Anhand der Angaben:
1 – An welchem Tag wurde „Woyzeck“ laut dem Textauszug in der Aula der Gesamtschule Hünxe aufgeführt?
2 – Schreib den Textauszug von „In Georg Büchners“ bis einschließlich „Woyzeck, sie umzubringen.“ Wort für Wort ab.

Textauszug:
---*---
Ein schwarzer Hintergrund, fünf Hocker, ein Kleiderständer für die Kostüme und zwei Lampen genügen dem Schauspieltrio, bestehend aus Aless Wiesemann (Marie), Raphael Batzik (Woyzeck und Tambourmajor) und Thilo Matschke (Hauptmann, Doktor und Andres), um Georg Büchners „Woyzeck“ zu inszenieren. Am 01.03.2024 fand in der Aula der Gesamtschule Hünxe eine Aufführung des Dramas statt, bei der die Schauspieler einige Aspekte anders als erwartet umsetzten.

In Georg Büchners berühmten Dramenfragment über den Pauper Woyzeck versucht dieser sich und seine kleine Familie mit gleich mehreren Arbeitensich über Wasser zu halten. Doch statt Anerkennung trifft er auf stetige Erniedrigung durch seinen Vorgesetzten, den  Hauptmann, und einen Arzt, für den er seinen Körper für ein medizinisches Experiment verdingt. Als seine Lebensgefährtin Marie ihn dann noch mit dem großspurigen Tambourmajor betrügt, beschließt Woyzeck, sie umzubringen.
---*---
Gegebene Daten:

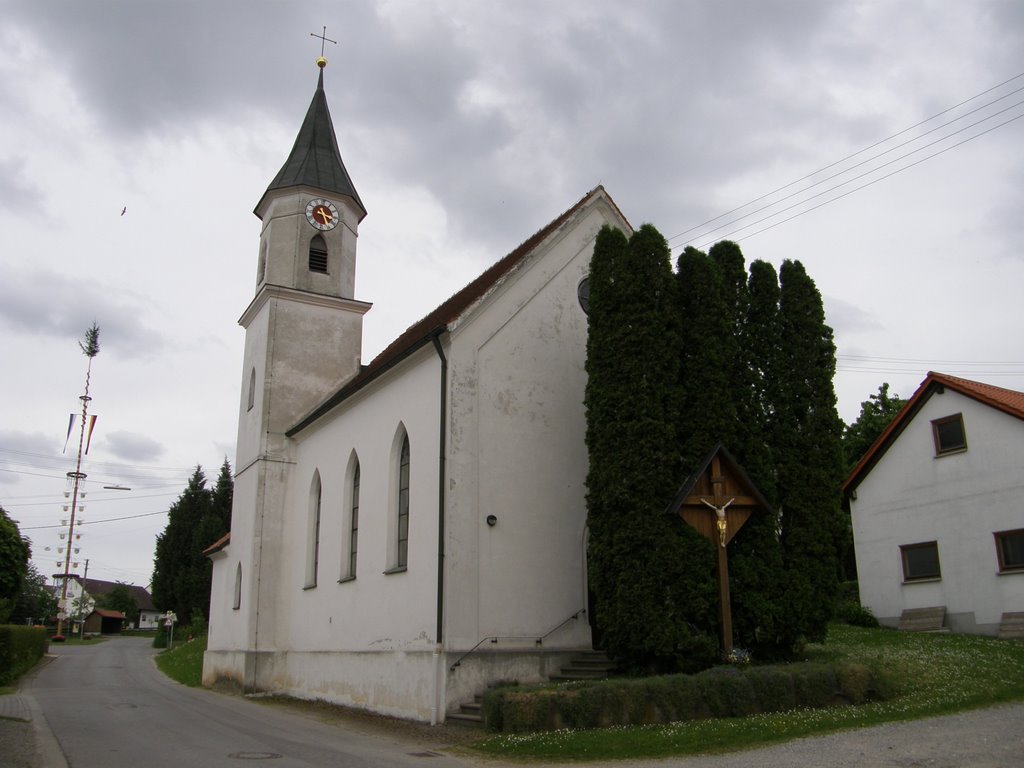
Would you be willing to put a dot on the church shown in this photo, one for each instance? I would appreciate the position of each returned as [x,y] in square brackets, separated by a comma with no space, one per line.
[408,530]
---*---
Antworten je Punkt:
1 – Am 01.03.2024.

2 –
In Georg Büchners berühmten Dramenfragment über den Pauper Woyzeck versucht dieser sich und seine kleine Familie mit gleich mehreren Arbeitensich über Wasser zu halten. Doch statt Anerkennung trifft er auf stetige Erniedrigung durch seinen Vorgesetzten, den  Hauptmann, und einen Arzt, für den er seinen Körper für ein medizinisches Experiment verdingt. Als seine Lebensgefährtin Marie ihn dann noch mit dem großspurigen Tambourmajor betrügt, beschließt Woyzeck, sie umzubringen.